• **WHAT YOU WILL DO**
What is needed is the whole of the data, set down exactly.

• **DATA**

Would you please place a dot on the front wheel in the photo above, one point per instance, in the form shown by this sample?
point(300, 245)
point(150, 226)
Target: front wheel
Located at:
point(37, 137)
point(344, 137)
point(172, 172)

• **OUTPUT FOR THIS TASK**
Would you please place a dot on the front wheel in the photo above, one point per instance, in the form shown by this sample?
point(300, 245)
point(150, 226)
Target: front wheel
Located at:
point(37, 137)
point(344, 137)
point(172, 172)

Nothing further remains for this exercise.